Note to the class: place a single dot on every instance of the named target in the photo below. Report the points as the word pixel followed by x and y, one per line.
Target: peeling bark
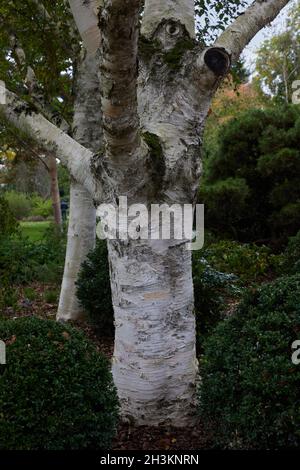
pixel 238 35
pixel 153 118
pixel 87 131
pixel 119 21
pixel 55 197
pixel 154 364
pixel 81 239
pixel 73 155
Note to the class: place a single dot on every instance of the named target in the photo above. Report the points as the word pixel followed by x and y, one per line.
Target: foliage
pixel 56 389
pixel 42 208
pixel 278 60
pixel 8 223
pixel 23 261
pixel 248 262
pixel 211 289
pixel 215 16
pixel 19 204
pixel 251 187
pixel 93 288
pixel 291 263
pixel 250 388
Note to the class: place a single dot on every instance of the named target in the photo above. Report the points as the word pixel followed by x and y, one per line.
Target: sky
pixel 277 26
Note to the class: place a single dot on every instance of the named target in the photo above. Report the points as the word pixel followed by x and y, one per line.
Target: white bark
pixel 73 155
pixel 260 13
pixel 85 16
pixel 154 364
pixel 55 197
pixel 156 11
pixel 82 218
pixel 154 361
pixel 119 21
pixel 81 239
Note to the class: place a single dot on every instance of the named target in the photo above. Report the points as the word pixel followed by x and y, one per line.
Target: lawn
pixel 34 230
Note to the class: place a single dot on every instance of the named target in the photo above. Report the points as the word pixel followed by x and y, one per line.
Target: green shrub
pixel 251 183
pixel 250 387
pixel 22 261
pixel 42 208
pixel 291 256
pixel 19 204
pixel 56 389
pixel 211 289
pixel 8 223
pixel 51 296
pixel 93 288
pixel 247 261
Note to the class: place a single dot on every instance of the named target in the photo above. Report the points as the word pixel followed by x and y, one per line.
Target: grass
pixel 34 230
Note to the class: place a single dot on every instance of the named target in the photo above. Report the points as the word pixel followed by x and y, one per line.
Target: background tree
pixel 156 89
pixel 278 60
pixel 250 187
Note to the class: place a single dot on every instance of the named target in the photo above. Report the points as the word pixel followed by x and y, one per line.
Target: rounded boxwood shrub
pixel 250 387
pixel 93 289
pixel 56 389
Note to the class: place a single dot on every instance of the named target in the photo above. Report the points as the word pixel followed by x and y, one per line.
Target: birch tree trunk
pixel 156 91
pixel 154 363
pixel 54 188
pixel 82 216
pixel 81 239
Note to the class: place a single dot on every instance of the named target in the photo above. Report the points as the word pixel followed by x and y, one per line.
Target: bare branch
pixel 236 37
pixel 73 155
pixel 156 11
pixel 119 24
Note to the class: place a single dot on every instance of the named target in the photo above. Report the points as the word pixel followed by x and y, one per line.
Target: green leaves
pixel 56 390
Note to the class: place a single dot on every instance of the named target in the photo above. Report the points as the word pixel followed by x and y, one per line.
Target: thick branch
pixel 85 13
pixel 156 11
pixel 119 21
pixel 236 37
pixel 73 155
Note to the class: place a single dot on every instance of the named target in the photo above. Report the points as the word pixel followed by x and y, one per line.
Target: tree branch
pixel 85 13
pixel 73 155
pixel 156 11
pixel 236 37
pixel 119 25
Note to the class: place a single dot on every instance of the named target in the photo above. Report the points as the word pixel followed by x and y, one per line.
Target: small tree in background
pixel 251 187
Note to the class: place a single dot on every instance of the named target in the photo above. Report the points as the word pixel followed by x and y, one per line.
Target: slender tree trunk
pixel 154 364
pixel 81 239
pixel 82 217
pixel 55 190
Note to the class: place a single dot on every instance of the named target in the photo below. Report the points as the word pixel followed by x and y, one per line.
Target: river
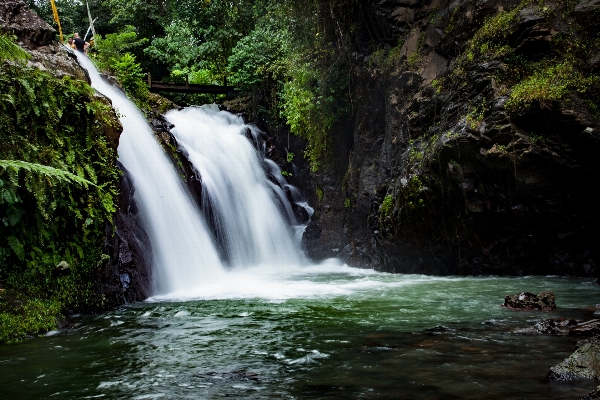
pixel 238 311
pixel 325 332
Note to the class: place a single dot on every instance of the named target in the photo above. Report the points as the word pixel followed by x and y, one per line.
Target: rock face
pixel 595 394
pixel 570 327
pixel 124 274
pixel 584 363
pixel 434 173
pixel 17 18
pixel 529 301
pixel 126 277
pixel 38 38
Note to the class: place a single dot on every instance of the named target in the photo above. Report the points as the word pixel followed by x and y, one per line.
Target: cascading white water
pixel 251 216
pixel 183 249
pixel 248 211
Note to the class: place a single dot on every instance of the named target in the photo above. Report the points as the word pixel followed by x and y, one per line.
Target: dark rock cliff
pixel 473 148
pixel 124 272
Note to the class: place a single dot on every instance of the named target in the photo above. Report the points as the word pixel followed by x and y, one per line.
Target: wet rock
pixel 61 269
pixel 529 301
pixel 584 363
pixel 17 18
pixel 586 329
pixel 125 272
pixel 437 329
pixel 555 326
pixel 595 394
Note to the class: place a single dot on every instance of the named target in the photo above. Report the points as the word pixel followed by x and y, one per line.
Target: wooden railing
pixel 159 86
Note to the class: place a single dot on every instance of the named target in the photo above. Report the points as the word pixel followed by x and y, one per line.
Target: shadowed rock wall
pixel 442 175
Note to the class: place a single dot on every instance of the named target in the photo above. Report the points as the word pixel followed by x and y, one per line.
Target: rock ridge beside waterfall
pixel 424 182
pixel 124 272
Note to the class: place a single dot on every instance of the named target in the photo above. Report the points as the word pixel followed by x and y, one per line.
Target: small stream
pixel 325 331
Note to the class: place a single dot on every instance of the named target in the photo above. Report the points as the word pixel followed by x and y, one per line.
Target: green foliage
pixel 490 39
pixel 320 194
pixel 58 188
pixel 475 117
pixel 9 50
pixel 114 45
pixel 114 54
pixel 386 207
pixel 27 318
pixel 260 55
pixel 54 174
pixel 547 84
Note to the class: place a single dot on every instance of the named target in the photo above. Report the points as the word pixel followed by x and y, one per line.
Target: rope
pixel 55 12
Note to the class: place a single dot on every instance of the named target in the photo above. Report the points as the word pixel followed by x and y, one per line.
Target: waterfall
pixel 250 214
pixel 252 221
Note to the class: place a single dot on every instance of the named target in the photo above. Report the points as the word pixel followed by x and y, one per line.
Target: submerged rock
pixel 584 363
pixel 529 301
pixel 555 326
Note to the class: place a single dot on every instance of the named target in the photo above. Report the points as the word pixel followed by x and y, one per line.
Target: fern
pixel 49 172
pixel 9 50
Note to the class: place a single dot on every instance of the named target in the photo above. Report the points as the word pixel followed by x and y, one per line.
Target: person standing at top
pixel 80 44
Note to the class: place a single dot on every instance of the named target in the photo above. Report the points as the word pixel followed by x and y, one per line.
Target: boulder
pixel 529 301
pixel 595 394
pixel 584 363
pixel 555 326
pixel 17 18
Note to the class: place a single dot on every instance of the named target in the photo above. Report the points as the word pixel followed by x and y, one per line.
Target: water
pixel 250 318
pixel 366 340
pixel 183 249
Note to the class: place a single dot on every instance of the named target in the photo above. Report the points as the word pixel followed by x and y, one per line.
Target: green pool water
pixel 333 334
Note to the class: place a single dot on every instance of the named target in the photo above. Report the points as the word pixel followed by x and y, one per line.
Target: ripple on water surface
pixel 334 332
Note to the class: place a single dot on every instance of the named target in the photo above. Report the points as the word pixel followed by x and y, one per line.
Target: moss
pixel 547 84
pixel 475 117
pixel 58 192
pixel 385 209
pixel 26 318
pixel 319 193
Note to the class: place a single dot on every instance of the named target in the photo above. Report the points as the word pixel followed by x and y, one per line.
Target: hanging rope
pixel 55 12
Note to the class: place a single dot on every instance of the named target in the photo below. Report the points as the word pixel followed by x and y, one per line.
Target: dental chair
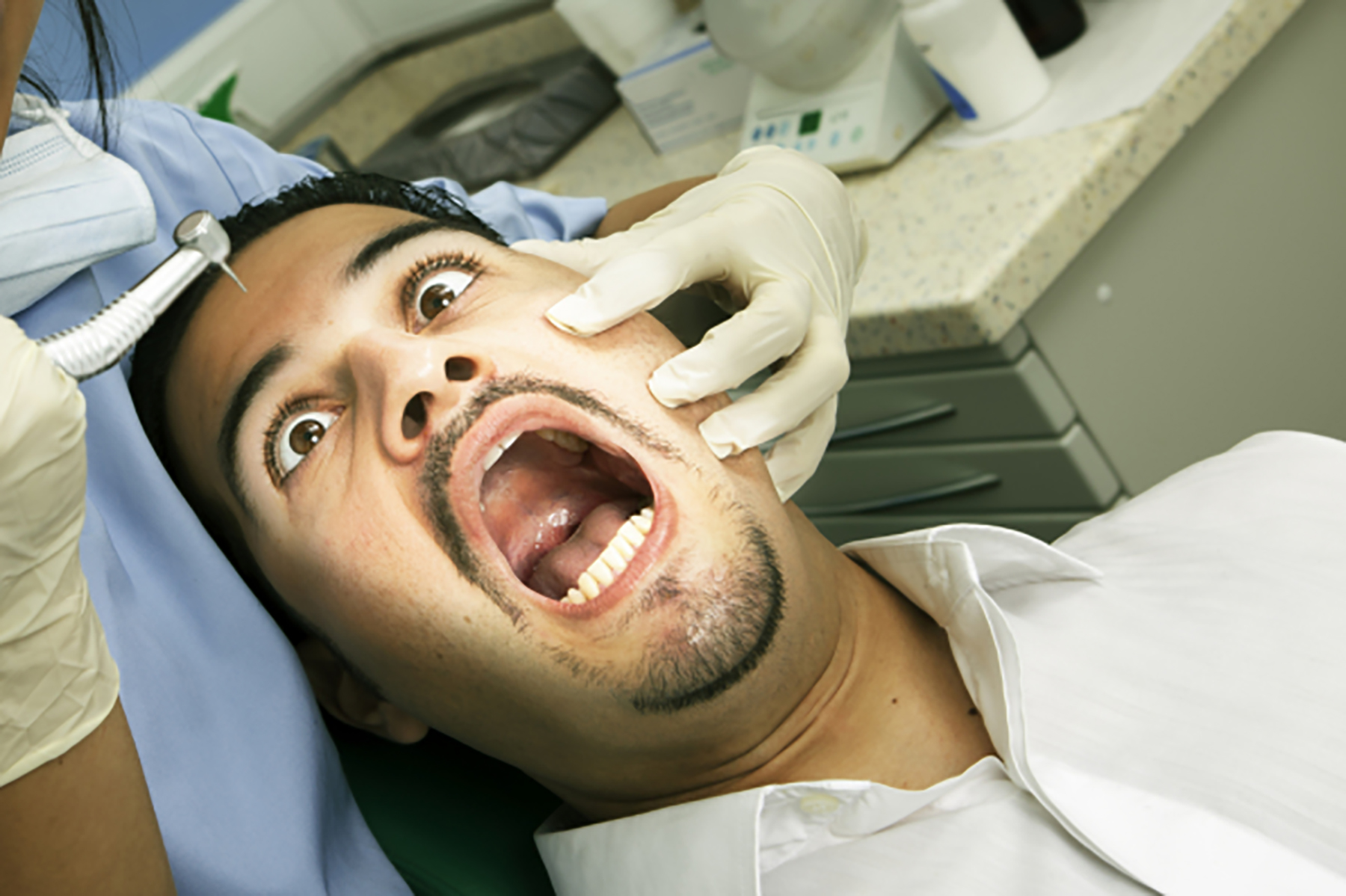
pixel 452 821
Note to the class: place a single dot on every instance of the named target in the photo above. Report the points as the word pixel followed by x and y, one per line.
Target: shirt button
pixel 820 803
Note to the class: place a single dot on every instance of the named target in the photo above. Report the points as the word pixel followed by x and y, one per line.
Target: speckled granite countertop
pixel 964 241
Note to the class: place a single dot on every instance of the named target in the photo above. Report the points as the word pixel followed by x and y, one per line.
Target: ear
pixel 350 700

_Instructions for the task:_
Output an exact copy of the material, with the pictures removed.

_Solved problem:_
Note to the class: place a single dot on every instance of the named target in the photo below. Report the points as the word pixel followed by x and y, one per line.
Target: peeling bark
pixel 238 35
pixel 153 118
pixel 87 131
pixel 119 21
pixel 55 197
pixel 154 364
pixel 81 239
pixel 73 155
Note to the class: place a single dot on every instance of the named target in the photo above. Report the points as the word pixel followed by x and y, one per line.
Target: foliage
pixel 56 389
pixel 42 208
pixel 278 60
pixel 8 223
pixel 23 261
pixel 248 262
pixel 211 289
pixel 215 16
pixel 19 204
pixel 251 187
pixel 93 288
pixel 291 263
pixel 250 388
Note to the class: place a single dot on every instance of the named target in the photo above. Report the points as the word pixel followed by x and y, one per line.
Target: sky
pixel 277 26
Note to the class: place a single dot on every instance of the named target in the photo above. Report the points as the word pixel followed by x and y, one per line.
Target: white bark
pixel 73 155
pixel 260 13
pixel 85 16
pixel 154 364
pixel 55 197
pixel 156 11
pixel 82 218
pixel 154 361
pixel 119 21
pixel 81 239
Note to the class: place a single dot on every instance of the named target in the photo above. Report the points as the word pixel followed by x and y, one per line.
Target: lawn
pixel 34 230
Note to the class: place a single dot on every instance of the named target in the photo above. Report the points as the word pixel followed by x and y, one per line.
Target: green shrub
pixel 251 183
pixel 250 387
pixel 22 261
pixel 42 208
pixel 291 256
pixel 19 204
pixel 56 389
pixel 211 289
pixel 8 223
pixel 51 296
pixel 93 288
pixel 247 261
Note to the class: place a single dot on every instance of the named target in the photo above. Report the points as the word pixel followed by x and y, one per line.
Target: grass
pixel 34 230
Note to the class: place a single dot on every instance of the named target in the photo above. Report the points as the word pixel followed by x and y, one per line.
Target: background tree
pixel 156 89
pixel 278 60
pixel 250 187
Note to the class: place a single dot on every instance of the named target in the photo above. Report the points as the word pixel followed by x and y, one per line.
Target: rounded boxwood shrub
pixel 250 387
pixel 93 289
pixel 56 389
Note to the class: place a single dot on every instance of the named target in the photo above. Report the points as the word pixel followed by x and y, one per line.
Target: birch tree trunk
pixel 156 91
pixel 154 363
pixel 54 188
pixel 82 216
pixel 81 239
Note to the class: place a single dot on every instance of the named target in the photo above. Report the points as the word pixel followed by x and y, one per line.
Target: bare branch
pixel 236 37
pixel 73 155
pixel 156 11
pixel 119 24
Note to the class: place a single dot on every instance of the named target in the photo above. Report the points as the word pixel followed by x and y, one per line.
Target: green leaves
pixel 56 390
Note to the class: place a single dot on every instance of the named target in the photo above. Report the points as the word pixel followed by x and y, one per line.
Target: thick branch
pixel 85 13
pixel 156 11
pixel 119 21
pixel 236 37
pixel 73 155
Note to the class: place a single dot on every instance of the named target in the photo above. Report the points as the word pixel followed by x and y, one per line.
Target: tree branch
pixel 85 13
pixel 73 155
pixel 156 11
pixel 236 37
pixel 119 25
Note to the class: place a single dot on every instance of the named target in the photo above. Report the points as the word pixel followed by x and y, one per line.
Target: small tree in background
pixel 251 187
Note to the class: place a single dot on every instance of the named target in the photo above. Report the points as the word pixel followed by x and y, one per line.
Target: slender tree trunk
pixel 154 364
pixel 81 239
pixel 82 217
pixel 55 190
Note to the class: place a single dot on every instance of the named target in the photo below. Report the points as the word pixel followed by x and y, one per line.
Target: river
pixel 238 311
pixel 325 332
Note to the class: place a single dot on every instance of the named target in the photo above. Report the points as the word pixel followed by x and y, one per line.
Target: rock face
pixel 595 394
pixel 570 327
pixel 124 274
pixel 584 363
pixel 434 173
pixel 17 18
pixel 529 301
pixel 126 277
pixel 38 38
Note to the class: place a single dot on every instance of the named target in the photo above. Report the points as the word pixel followed by x and y, one per line.
Target: cascading white water
pixel 251 216
pixel 183 249
pixel 248 211
Note to the class: place a single dot on every instance of the named target in the photo above. Report the points as the word pixel followed by x and y, one per line.
Target: dark rock cliff
pixel 473 148
pixel 124 272
Note to the class: place a single dot on every instance of the named target in the photo above. Report the points as the word pixel followed by x and y, one per line.
Target: wet rock
pixel 61 269
pixel 529 301
pixel 584 363
pixel 17 18
pixel 586 329
pixel 125 272
pixel 437 329
pixel 555 326
pixel 595 394
Note to the class: place a single dot on every instance of the named target in the photo above. Report the points as the word pixel followed by x and y, one per line.
Target: wooden railing
pixel 159 86
Note to the class: place a single dot on every instance of the named target in the photo above. Report the points as the word pixel followed by x and y, one per line.
Target: shadowed rock wall
pixel 442 175
Note to the class: place a single dot on every instance of the named target in the photo above. Report the points as the word pixel followed by x and y, one per line.
Target: rock ridge beside waterfall
pixel 424 182
pixel 124 272
Note to the class: place a single dot on every instance of the named target in the photo above. Report the points as the word pixel followed by x and y, one per line.
Target: small stream
pixel 325 331
Note to the class: place a single dot on every instance of the named target in the photo above. Report the points as the word pixel followed by x and y, one per line.
Target: green foliage
pixel 490 39
pixel 320 194
pixel 58 188
pixel 475 117
pixel 9 50
pixel 114 45
pixel 114 54
pixel 386 207
pixel 27 318
pixel 260 55
pixel 54 174
pixel 547 84
Note to the class: place a single dot on every instance of the named target in the photo above. Report the points as the word pixel followed by x and y, one per line.
Target: rope
pixel 55 12
Note to the class: place a single dot on every instance of the named target in the photo above. Report the points as the word pixel followed by x and y, one per line.
Target: waterfall
pixel 250 214
pixel 252 221
Note to the class: place a single dot on every instance of the named target in the photo above. Report the points as the word pixel followed by x and y, one per line.
Target: submerged rock
pixel 584 363
pixel 529 301
pixel 555 326
Note to the class: place a single dot on every instance of the named target in the photo above. Report the points as the word pixel followed by x and y, one per line.
Target: fern
pixel 49 172
pixel 9 50
Note to the class: place a single dot on every instance of the named target in the photo above. Report the points as the word pixel followed by x and y, one per line.
Target: person standing at top
pixel 80 44
Note to the class: place a single dot on every instance of the named target in the photo above. Report the points as the word pixel followed by x and y, one per line.
Target: boulder
pixel 529 301
pixel 595 394
pixel 584 363
pixel 555 326
pixel 17 18
Note to the class: place a single dot on every instance of the named target in the photo above. Report the points as the word pixel followed by x and y, one per line.
Target: water
pixel 250 318
pixel 366 340
pixel 183 249
Note to the class: place a single dot on every instance of the named target in the photo above. Report the points as the word pixel followed by x and y, one per line.
Target: green pool water
pixel 333 334
Note to the class: place a single dot on every instance of the named target in the photo above. Report the points as the word pixel followed by x and y, one per line.
Target: ripple on water surface
pixel 334 332
Note to the class: place a single dot on every instance of the named target in the photo above. Report the points as the word pixel followed by x and y, one per line.
Target: moss
pixel 547 84
pixel 475 117
pixel 58 192
pixel 385 209
pixel 26 318
pixel 319 193
Note to the class: place a single dot on every instance of the named target in the photo above. Report the points as the word pixel followed by x and y, one per line.
Target: hanging rope
pixel 55 12
Note to the class: place a single dot on every instance of the named target in the photo below. Report the points as the word pixel followed by x and y, one per line.
Target: dental chair
pixel 452 821
Note to the class: place a single dot on every instance of the named target in the photo above. Report the points as the word pixel followed by x and y, one per line.
Target: shirt button
pixel 820 803
Note to the class: place a single dot on every instance of the named target in the photo above. Report the points as the word pixel followed by x and y, one per line.
Target: speckled granite countertop
pixel 964 241
Note to the class: place a single dot on every instance of the named target in the photo above. Report the points as the word pixel followed by x and y, one per line.
Target: ear
pixel 350 700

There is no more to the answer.